§ 作業内容:
- a) 下の紹介文を2文で要約する。
- b) 下の紹介文について、次の問いに答える。
(i) 「爬虫館事件」の作者は誰か。
(ii) 収録作は全部で何編か。
(iii) 「予審調書」で駆け引きをするのは誰と誰か。
- c) 下の紹介文のうち、「事件の構図に凝らされた怪異の」を含む箇所から始め、「いう破格の構成が素晴らしい。」で終わる部分をそのまま書き写してください。

§ 提示された抜粋:
────────────────────

このミステリー文学資料館の編集による文庫はキワモノミステリの寶庫ということもあってなかなか侮れないのですけど、本作はここ最近のものでも殊更にキワモノ度が高く、大いに堪能しました。
収録作はバカミス的な脱力トリックが冴える結構に語り手も含めた登場人物たちの思惑が交錯する甲賀三郎「ニッケルの文鎮」、タイトルのおどろおどろしさ通りにトンデモなメカによる奇想が光る海野十三「爬虫館事件」、例によってボンクラ檢事を前にしてのペダントリーにまみれた脱線推理が物語を迷宮化する、小栗虫太郎「聖アレキセイ寺院の惨劇」、子供のトラウマ解析が過去の祕事を明らかにする木々高太郎「網膜脈視症」。
二転三転する供述から脱力にしてトンデモな犯行方法が明かされるキワモノミステリの佳作、石浜金作「変化する陳述」、ノロマが仕掛けた二重の陷穽に惡魔主義の眞髓が煌めく小酒井不木「痴人の復讐」、キ印の迷走する思考を忠實にトレースしてみせた怪作、米田三星「蜘蛛」、年下男を誘惑三昧の不倫奥樣とDV旦那の死の真相にキワモノエロスの風味を添えた浜尾四郎「彼が殺したか」。
事件の構図に凝らされた怪異のような偶然の重なりが恐怖を喚起する傑作、山本禾太郎「閉鎖を命ぜられた妖怪館」、判事と容疑者のパパとの驅け引きが事件の真相を明らかにしていく結構が鮮やかな平林初之輔「予審調書」、電話を使った懷かしトリックを添えて倒叙の結構で犯人の陷穽を綴った角田喜久雄「現場不在証明」など、全十三編。
キワモノミステリとしてやはりここで強力にオススメしたいのが米田三星の「蜘蛛」でありまして、ノッケから獨房の中でキ印の男が「檻に入った熊みたいに首を振りながらのそのそ歩き回って居る」という出だしでありまして、この冒頭の登場人物の描写は枠線でくくられ、本編の方はこれすべて件のキ印の腦内思考のみ、という破格の構成が素晴らしい。
どうやら男のモノローグによると、彼はコロシを行ったかどでこの獨房に入れられているようなのだけども、そこには友人の人妻を、――というか、自分の憧れであった女性が友人と結婚してしまったものの、それでも彼女のことが忘れられない、……とくれば、好きだった女を殺して自分も死ぬか、あるいは戀敵の友人を殺すかのどちらかを採るしかありません。

────────────────────

§ データ一覧:
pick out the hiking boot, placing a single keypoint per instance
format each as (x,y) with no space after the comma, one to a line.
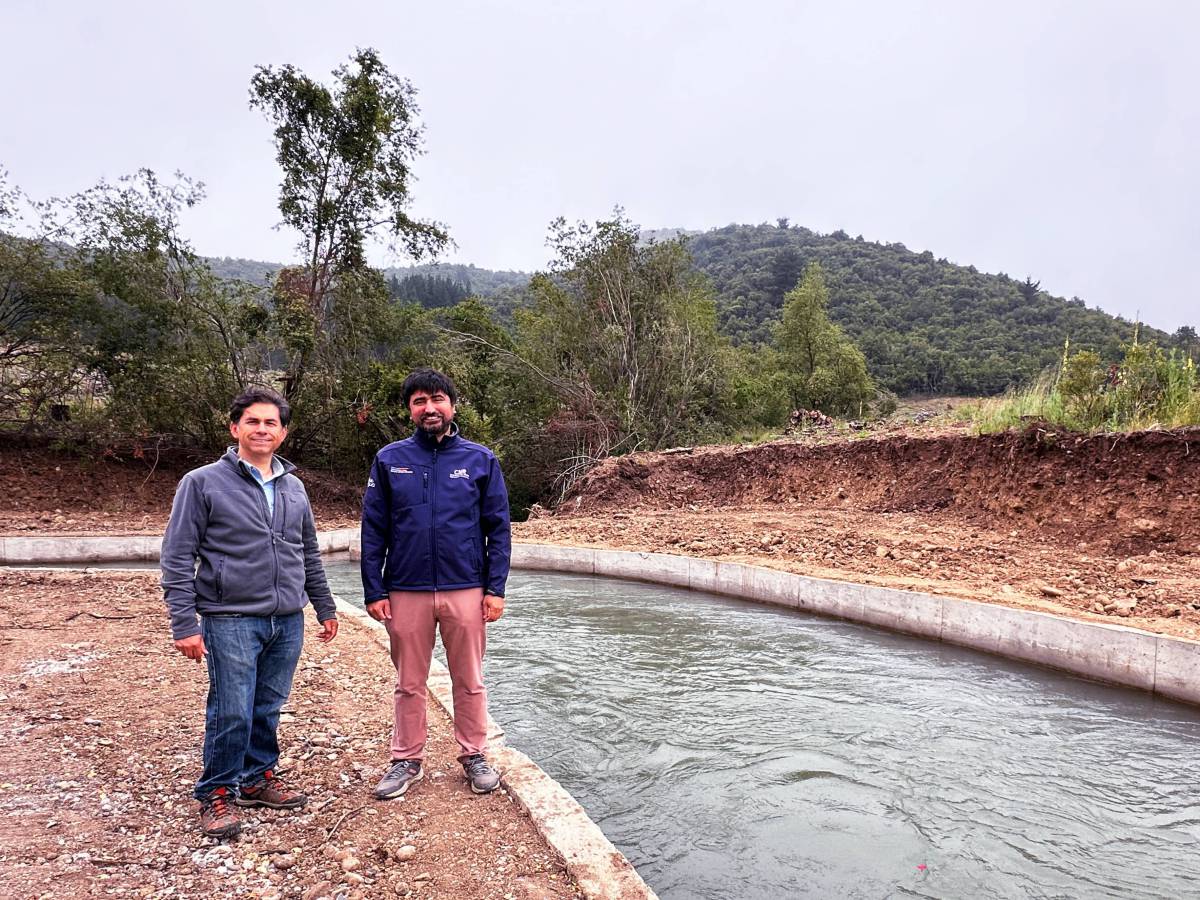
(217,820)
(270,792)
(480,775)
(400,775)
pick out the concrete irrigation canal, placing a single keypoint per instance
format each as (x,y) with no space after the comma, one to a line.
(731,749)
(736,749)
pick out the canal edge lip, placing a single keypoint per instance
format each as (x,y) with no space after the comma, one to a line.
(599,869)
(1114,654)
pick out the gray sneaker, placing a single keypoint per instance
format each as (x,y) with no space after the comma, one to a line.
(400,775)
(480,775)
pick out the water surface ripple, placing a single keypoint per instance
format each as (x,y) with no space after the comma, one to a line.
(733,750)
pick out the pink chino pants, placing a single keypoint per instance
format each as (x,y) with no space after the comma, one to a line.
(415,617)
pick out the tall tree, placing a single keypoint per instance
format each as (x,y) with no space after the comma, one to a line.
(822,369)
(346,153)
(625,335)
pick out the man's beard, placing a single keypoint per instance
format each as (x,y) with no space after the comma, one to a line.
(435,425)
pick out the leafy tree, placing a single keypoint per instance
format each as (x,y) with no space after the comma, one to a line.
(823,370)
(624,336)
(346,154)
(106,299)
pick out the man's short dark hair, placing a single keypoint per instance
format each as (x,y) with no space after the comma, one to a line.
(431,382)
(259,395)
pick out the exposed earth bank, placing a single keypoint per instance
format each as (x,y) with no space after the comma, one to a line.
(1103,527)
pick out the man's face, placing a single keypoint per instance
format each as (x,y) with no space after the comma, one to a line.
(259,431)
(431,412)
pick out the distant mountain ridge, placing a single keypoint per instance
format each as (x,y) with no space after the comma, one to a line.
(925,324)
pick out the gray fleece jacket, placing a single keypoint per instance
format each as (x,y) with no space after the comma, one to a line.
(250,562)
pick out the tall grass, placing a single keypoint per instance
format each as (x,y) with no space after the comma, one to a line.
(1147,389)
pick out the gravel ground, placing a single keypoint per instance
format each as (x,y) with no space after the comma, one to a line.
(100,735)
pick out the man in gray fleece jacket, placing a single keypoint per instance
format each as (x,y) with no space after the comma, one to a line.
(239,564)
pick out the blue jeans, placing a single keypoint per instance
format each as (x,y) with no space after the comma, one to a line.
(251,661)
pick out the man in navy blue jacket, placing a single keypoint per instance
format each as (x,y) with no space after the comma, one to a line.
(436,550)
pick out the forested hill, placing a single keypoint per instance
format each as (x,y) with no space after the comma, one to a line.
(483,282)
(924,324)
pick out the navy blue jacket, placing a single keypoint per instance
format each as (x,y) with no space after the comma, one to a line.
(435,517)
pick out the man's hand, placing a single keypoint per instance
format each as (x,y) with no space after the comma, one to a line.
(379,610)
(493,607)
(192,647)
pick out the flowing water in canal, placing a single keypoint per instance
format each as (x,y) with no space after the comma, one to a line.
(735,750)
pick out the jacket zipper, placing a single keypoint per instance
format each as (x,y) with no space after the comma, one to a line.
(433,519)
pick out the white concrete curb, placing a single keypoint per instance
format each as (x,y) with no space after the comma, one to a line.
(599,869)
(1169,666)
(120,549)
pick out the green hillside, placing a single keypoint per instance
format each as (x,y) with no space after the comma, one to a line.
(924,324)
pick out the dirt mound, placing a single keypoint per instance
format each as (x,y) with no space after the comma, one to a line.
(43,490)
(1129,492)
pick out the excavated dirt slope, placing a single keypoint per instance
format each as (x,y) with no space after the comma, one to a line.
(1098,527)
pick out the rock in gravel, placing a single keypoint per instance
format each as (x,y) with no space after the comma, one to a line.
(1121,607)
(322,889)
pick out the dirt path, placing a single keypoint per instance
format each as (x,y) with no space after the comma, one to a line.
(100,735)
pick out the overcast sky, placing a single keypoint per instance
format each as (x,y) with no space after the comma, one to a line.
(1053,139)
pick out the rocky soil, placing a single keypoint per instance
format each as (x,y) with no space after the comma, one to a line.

────────────────────

§ 回答:
- a) ミステリー文学資料館の編集による文庫の一冊で、甲賀三郎「ニッケルの文鎮」、海野十三「爬虫館事件」、米田三星「蜘蛛」などを収めた全十三編の作品集である。特に強く勧められているのは米田三星の「蜘蛛」で、冒頭の人物描写が枠線でくくられ、本編はすべて獨房の男の脳内思考のみという破格の構成が高く評価されている。

- b)
(i) 海野十三
(ii) 十三編
(iii) 判事と容疑者のパパ

- c)
事件の構図に凝らされた怪異のような偶然の重なりが恐怖を喚起する傑作、山本禾太郎「閉鎖を命ぜられた妖怪館」、判事と容疑者のパパとの驅け引きが事件の真相を明らかにしていく結構が鮮やかな平林初之輔「予審調書」、電話を使った懷かしトリックを添えて倒叙の結構で犯人の陷穽を綴った角田喜久雄「現場不在証明」など、全十三編。
キワモノミステリとしてやはりここで強力にオススメしたいのが米田三星の「蜘蛛」でありまして、ノッケから獨房の中でキ印の男が「檻に入った熊みたいに首を振りながらのそのそ歩き回って居る」という出だしでありまして、この冒頭の登場人物の描写は枠線でくくられ、本編の方はこれすべて件のキ印の腦内思考のみ、という破格の構成が素晴らしい。